Segment Start: Data records

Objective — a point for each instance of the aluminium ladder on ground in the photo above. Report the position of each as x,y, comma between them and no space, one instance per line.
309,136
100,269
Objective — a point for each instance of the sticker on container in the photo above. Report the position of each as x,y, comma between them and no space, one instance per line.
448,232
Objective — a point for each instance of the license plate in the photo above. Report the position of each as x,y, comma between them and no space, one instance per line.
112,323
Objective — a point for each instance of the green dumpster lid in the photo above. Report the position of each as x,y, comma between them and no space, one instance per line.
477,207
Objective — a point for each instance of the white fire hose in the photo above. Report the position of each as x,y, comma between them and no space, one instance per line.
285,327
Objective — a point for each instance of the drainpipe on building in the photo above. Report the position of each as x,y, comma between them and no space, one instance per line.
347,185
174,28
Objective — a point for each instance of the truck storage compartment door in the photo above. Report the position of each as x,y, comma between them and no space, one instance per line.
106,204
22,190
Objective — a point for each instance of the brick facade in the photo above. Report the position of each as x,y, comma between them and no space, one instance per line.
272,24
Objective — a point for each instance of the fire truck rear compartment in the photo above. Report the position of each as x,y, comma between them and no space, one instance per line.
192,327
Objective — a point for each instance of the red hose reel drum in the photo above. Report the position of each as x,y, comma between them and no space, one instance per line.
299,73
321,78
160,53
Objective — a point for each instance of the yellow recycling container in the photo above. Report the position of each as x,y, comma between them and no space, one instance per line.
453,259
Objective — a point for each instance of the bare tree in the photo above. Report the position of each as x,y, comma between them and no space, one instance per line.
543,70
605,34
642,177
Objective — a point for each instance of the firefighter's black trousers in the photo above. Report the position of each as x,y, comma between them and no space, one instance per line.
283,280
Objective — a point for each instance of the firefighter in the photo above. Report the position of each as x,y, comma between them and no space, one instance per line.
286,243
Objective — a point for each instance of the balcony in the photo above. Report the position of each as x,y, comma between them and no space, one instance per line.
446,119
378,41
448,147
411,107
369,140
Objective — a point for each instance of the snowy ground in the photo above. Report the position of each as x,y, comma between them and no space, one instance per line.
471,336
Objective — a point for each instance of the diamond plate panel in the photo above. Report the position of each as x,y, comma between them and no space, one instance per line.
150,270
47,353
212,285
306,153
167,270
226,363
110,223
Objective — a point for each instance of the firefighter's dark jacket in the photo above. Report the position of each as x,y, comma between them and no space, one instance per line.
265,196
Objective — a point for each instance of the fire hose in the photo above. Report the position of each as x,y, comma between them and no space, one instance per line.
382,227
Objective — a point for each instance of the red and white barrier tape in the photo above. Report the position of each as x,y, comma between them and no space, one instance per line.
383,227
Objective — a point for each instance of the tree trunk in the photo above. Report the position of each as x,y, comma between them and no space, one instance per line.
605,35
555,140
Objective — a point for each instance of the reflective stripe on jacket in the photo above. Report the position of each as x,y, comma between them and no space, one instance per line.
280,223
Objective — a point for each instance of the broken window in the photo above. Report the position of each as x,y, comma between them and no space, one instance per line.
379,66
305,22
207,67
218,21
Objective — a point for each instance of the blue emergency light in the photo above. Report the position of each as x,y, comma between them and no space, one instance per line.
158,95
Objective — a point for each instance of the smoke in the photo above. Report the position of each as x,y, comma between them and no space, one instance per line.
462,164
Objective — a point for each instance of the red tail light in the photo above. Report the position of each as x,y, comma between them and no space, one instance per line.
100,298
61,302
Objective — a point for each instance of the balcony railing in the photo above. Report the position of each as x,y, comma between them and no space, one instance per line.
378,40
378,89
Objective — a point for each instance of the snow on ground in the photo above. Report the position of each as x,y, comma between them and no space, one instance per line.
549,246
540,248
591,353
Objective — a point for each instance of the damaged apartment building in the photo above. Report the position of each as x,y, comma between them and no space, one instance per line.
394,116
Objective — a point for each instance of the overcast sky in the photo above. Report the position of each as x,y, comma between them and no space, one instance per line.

Segment End: Data records

Please set down each line of the records exactly as given.

Objective — a point for each instance of the aluminium ladder on ground in the photo above. Report the position of each as x,y, comma between them and no space, one instance per line.
309,136
100,269
Objective — a point for each instance of the sticker on container in the photo above. Report the position of each as x,y, comma between them and no space, one instance per line.
448,232
Objective — a point for each instance of the license plate in the photo above. Report the position of each as x,y, comma between them and no space, one instance per line.
112,323
Objective — a point for each instance of the green dumpster lid in the photo above. Report the position of each as x,y, comma between them and no space, one instance per line.
477,207
Objective — a point for each instance of the white fire hose in the photo above. Report the position of each as x,y, comma between them and no space, one instance per line.
285,327
Objective — a point for each instance of the drainpipe on building in the photo above. Report the position of each as x,y, comma between them and no space, one instance per line.
347,185
174,28
Objective — a point for each instance of the truck storage compartment door in the photo above. Report the position of each as x,y, comma between them and no space, one instance per line.
106,204
22,190
Objective — a point for each instance of the brick facade in the photo above. Report the position of each as x,y, comma between them and no space, one instance per line.
272,24
Objective — a point for each instance of the fire truck rear compartment in the photo above. Report the position of each as x,y, comma between them and no space, one instance per line.
192,327
Objective — a point for each instance of the red hose reel drum in the photo above. Report the position of each as x,y, comma between them and no space, one instance per line.
299,73
321,78
160,53
Objective — a point for each instance of the yellow recycling container in the photo above. Report the position of each as x,y, comma between them and no space, one instance per line.
453,259
Objective — a point for each instance of the bare tree in the photo above. Report the position of each as x,y, comma between them and no space, one instance per line.
543,70
605,34
642,177
Objective — a point for each instance of the firefighter's black trousers in the photo above. Report the position of each as x,y, comma between them and no space, one instance per line.
283,280
Objective — a point for each instance of the firefighter in the photo above. Report the position of each as x,y, comma between them and no space, one instance per line.
286,243
Objective — a point for each instance of the balcony in the photo above. Report the position of each as x,y, comma between them and no space, one instance per line.
446,119
378,41
448,147
411,107
369,140
Objective — a point for each instance of the snowy ground in the photo above. Report the position of each as x,y, comma between them and no space, one instance per line.
471,336
Objective — a point for each instance of the diamond plate panel in the photo above. Report the position of each as x,y, comma between them and no space, one instance per line.
150,270
47,353
212,285
306,153
167,270
226,363
110,223
Objective — a point for each instance of the firefighter's dark jacket in the photo above. Report the position of each as x,y, comma between them and no space, one instance per line.
265,196
Objective — a point for each instance of the fire hose in the photo above. Report the position of each as x,y, comma between them and no space, one instance per line.
382,227
Objective — a point for each instance of the red and white barrier tape in the photo above. Report the position of each as x,y, comma between them and no space, one instance per line.
383,227
Objective — a point for each instance of the tree trunk in the photo above. Report the position of each as x,y, comma between them and no space, one instance per line.
605,35
555,140
Objective — a point for each instance of the reflective stripe on jacket in the photo above. Report the position of each as x,y, comma between them and no space, one instance per line.
280,223
Objective — a point for each instance of the broken window in the photo above. Report the position of each as x,y, comma between them and no space, one instance per line.
379,66
305,22
207,67
218,21
Objective — a point for each instance of the blue emergency light in the photo above. Report the position of each as x,y, comma between them and no space, one instance per line.
158,95
Objective — a point for each instance of the smoke in the photo above. Report the position of each as x,y, comma between them and no space, one instance per line.
462,164
Objective — a point for each instance of the red tail light in the photo above. Report the position of each as x,y, comma between them and no space, one instance per line.
100,298
61,302
Objective — a point for each instance of the balcony railing in the photo above. Report the position of each as x,y, comma between them and no space, one instance per line.
378,40
378,89
Objective — a point for each instance of the snow on ground in the photo above. Report the position of each as x,y, comma between them and no space, one instance per line.
549,246
540,248
591,353
Objective — a point for each instance of the damaged apartment building in the photo above. Report the position of each as x,y, comma between them and no space, one instance per line.
394,116
Objective — a point for each instance of the overcast sky in the photo above. Report the position of each as x,y, comma between them and no space, one instance per line.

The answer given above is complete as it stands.